WHAT YOU WILL DO => Can you set down, word for word, the stretch of the Missouri football piece below that begins at the words "Sure looks ready." and stops after "the moment? (2)"?

TEXT TO READ =>
Missouri football has long been building to this season. Will the Tigers meet the moment? (2024)

The signs of the moment are everywhere you look.

It’s 7 p.m. Saturday, Aug. 24, outside of Memorial Stadium in Columbia, exactly five days until it all starts. The university emblem pirouettes and pulses on Missouri football’s new north end zone videoboard, which in a couple short years will top $250-million worth of clubs and patios and patrons.

The length of Faurot Field away, the scoreboard over the $98-million south end zone facility is running a test: It’s Missouri 24, Murray State 3, with 14 minutes, 28 seconds to go in … the second quarter. Mizzou has 47 yards of total offense to the Racers’ 154. Don’t ask how that math shakes out.

MU students park their cars in the Memorial Stadium lots and mill around. Who among them will be there for the opener, among the group that sold out the allocated lot of student season passes by Aug. 21? How many of their families and friends are among the season-ticket holders who sold out the full allotment one week earlier?

The sun is forcing its way onto the mid-Missouri horizon after a day of thunder and lingering rain, hovering just above the $33-million Stephens Indoor Facility like a halo.

This place has been getting in gear for a year like this for quite some time.

Sure looks ready.

Definitely feels ready.

The last thing left to ask: Is Mizzou ready for the moment?

Missouri football has long been building to this season. Will the Tigers meet the moment? (2)

More:Why Missouri football will be king under new Mizzou athletic director Laird Veatch

Missouri by all prognostication, speculation and preseason chatter is a candidate to play its way into contention for the first edition of the 12-team College Football Playoff.

The Tigers have opened the season as the No. 11-ranked team in the US LMB Coaches Poll and in the AP Top 25, and barring a major upset against FCS outfit Murray State in the season-opener Thursday night on Faurot Field, will move into the top 10 courtesy of No. 10 Florida State’s Week 0 loss.

The Tigers went 11-2 last season in a dream — and mostly unexpected — year that has catapulted the Columbia team into a new realm of national conversation.

And everything, from the facilities to the roster to the schedule to the expanded playoff, appears to be coalescing at exactly the right time.

PROVIDED DATA =>
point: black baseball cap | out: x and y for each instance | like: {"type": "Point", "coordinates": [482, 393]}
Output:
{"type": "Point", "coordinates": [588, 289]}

EXERCISE SOLUTION =>
Sure looks ready.

Definitely feels ready.

The last thing left to ask: Is Mizzou ready for the moment?

Missouri football has long been building to this season. Will the Tigers meet the moment? (2)